**Written exercise**
Convert the material below into a two-column CSV with the header "prompt" and "points", giving one row for each request: its text under "prompt" and its answer under "points". Put each field in quotation marks, replace any line breaks with spaces, cover all of the material, and omit the pictures.

**Pointing dataset material**
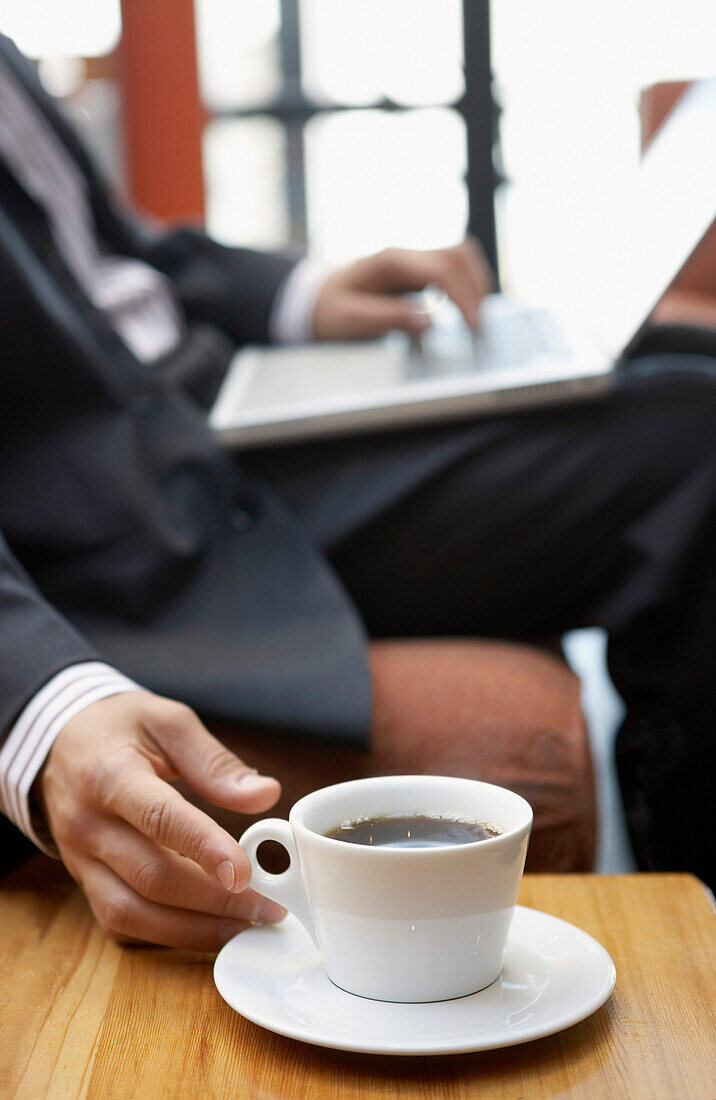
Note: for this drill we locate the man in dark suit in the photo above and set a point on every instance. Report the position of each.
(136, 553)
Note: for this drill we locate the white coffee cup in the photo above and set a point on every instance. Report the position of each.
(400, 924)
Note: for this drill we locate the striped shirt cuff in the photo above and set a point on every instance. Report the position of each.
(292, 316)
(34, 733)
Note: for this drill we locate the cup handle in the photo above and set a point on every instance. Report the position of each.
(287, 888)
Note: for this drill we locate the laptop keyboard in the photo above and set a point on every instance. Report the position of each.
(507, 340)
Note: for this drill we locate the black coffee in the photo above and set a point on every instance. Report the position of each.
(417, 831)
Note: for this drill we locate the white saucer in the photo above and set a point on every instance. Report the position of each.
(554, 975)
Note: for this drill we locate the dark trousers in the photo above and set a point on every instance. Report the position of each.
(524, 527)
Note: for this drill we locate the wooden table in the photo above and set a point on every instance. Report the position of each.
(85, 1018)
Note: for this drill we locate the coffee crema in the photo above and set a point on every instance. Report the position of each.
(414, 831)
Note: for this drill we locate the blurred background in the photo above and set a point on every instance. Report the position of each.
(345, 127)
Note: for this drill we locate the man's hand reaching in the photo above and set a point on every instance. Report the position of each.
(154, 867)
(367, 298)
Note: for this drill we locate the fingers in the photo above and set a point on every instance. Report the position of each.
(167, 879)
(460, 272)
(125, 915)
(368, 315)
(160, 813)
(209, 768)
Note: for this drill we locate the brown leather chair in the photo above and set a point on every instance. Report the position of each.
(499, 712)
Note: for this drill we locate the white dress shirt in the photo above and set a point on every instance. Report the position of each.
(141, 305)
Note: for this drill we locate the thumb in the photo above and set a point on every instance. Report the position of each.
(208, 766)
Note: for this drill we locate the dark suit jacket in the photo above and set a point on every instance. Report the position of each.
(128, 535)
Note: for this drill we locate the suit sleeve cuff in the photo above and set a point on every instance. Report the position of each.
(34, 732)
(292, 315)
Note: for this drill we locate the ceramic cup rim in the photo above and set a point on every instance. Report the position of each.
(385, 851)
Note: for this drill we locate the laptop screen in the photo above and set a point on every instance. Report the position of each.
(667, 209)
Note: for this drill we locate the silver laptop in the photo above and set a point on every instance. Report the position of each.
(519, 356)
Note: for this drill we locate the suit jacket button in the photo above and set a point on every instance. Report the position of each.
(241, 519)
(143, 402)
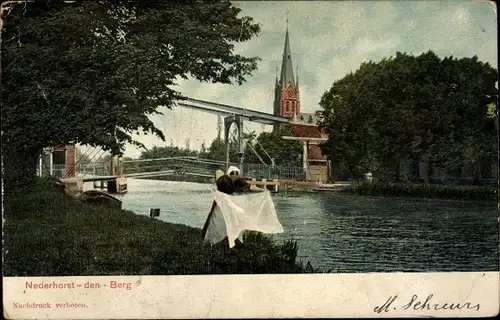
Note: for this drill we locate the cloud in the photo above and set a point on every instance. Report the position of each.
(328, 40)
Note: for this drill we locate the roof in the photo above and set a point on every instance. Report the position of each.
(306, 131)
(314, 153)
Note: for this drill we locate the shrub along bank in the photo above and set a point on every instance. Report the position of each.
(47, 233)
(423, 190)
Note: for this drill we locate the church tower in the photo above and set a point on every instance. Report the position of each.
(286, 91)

**Response below**
prompt,points
"Note: for this drill we locate the man in dark suit in the photo above and set a point on every instance. Report the position of each.","(136, 553)"
"Note: for this drill we locate the white coffee cup in the photo above and set a point on every instance. Report the position of each.","(400, 924)"
"Note: for this drill we locate the striped shirt cuff in the photo above and set a point on every instance. Report the position of each.","(292, 316) (34, 733)"
"Note: for this drill we locate the cup handle in the photo above and set a point on every instance. Report the position of each.","(287, 888)"
"Note: for this drill we locate the laptop keyboard in the photo above and set a point on every instance. Report the position of each.","(507, 340)"
"Note: for this drill we locate the black coffee in the photo above and set a point on every instance. Report the position of each.","(417, 831)"
"Note: for this drill we locate the white saucer in the photo above and set a point on every instance. Report the position of each.","(554, 975)"
"Note: for this drill we locate the dark trousers in the photo above and set a point on every instance. Report the position of each.","(524, 527)"
"Note: for this drill we locate the wooden table in the photo above and set a point on every instance. Report the position of each.","(85, 1018)"
"Note: for this drill we locate the coffee crema in the photo above and set a point on every instance. Report the position of each.","(414, 831)"
"Note: for this drill we locate the blurred background in the photo above and set a point on every instance. Report the position of each.","(345, 127)"
"Note: for this drill we locate the man's hand reaching in the photo above and set a point on every instance. Report the position of each.","(154, 867) (367, 298)"
"Note: for this drill we locate the fingers in the photo above and set a point on every instance. Report the position of each.","(167, 879) (460, 272) (125, 915) (368, 315) (160, 813) (209, 768)"
"Note: for this drill we locate the brown leather chair in the photo above and set a point on every instance. Report the position of each.","(499, 712)"
"Note: for this drill we locate the white dress shirt in the photo above and set a point on every instance. Report the position of each.","(141, 305)"
"Note: for this drill we locate the thumb in the photo above and set a point on every instance. Report the position of each.","(208, 766)"
"Note: for this drill we locate the dark suit jacket in the photo above and set a point on every instance. Report the position of each.","(128, 535)"
"Note: for this drill we locate the suit sleeve cuff in the photo above and set a point on every instance. Report the position of each.","(34, 732) (292, 315)"
"Note: for this drill we locate the ceramic cup rim in the photo above and set a point on every instance. Report the position of each.","(385, 851)"
"Note: for this drill we locate the laptop screen in the photo above and set a point on every instance. Report the position of each.","(667, 209)"
"Note: for this drill we locate the silver laptop in the photo above and set a point on every instance. Report the position of each.","(519, 356)"
"Note: for this drill we locate the suit jacket button in the photo above and set a point on every instance. Report the position of each.","(241, 519) (143, 402)"
"Note: for this drill we locate the cloud in the photo above and set a point on every instance. Report the position of each.","(328, 40)"
"Note: for this drill we locate the roof in the photo above and set a point on every instance. Report the position of each.","(306, 131) (314, 153)"
"Note: for this drill we locate the shrub along bank in the photo above and set a point on every instance. Report the position of each.","(47, 233) (423, 190)"
"Note: for this drill we locate the church tower in the photo above and set a point on every instance. Report the position of each.","(286, 91)"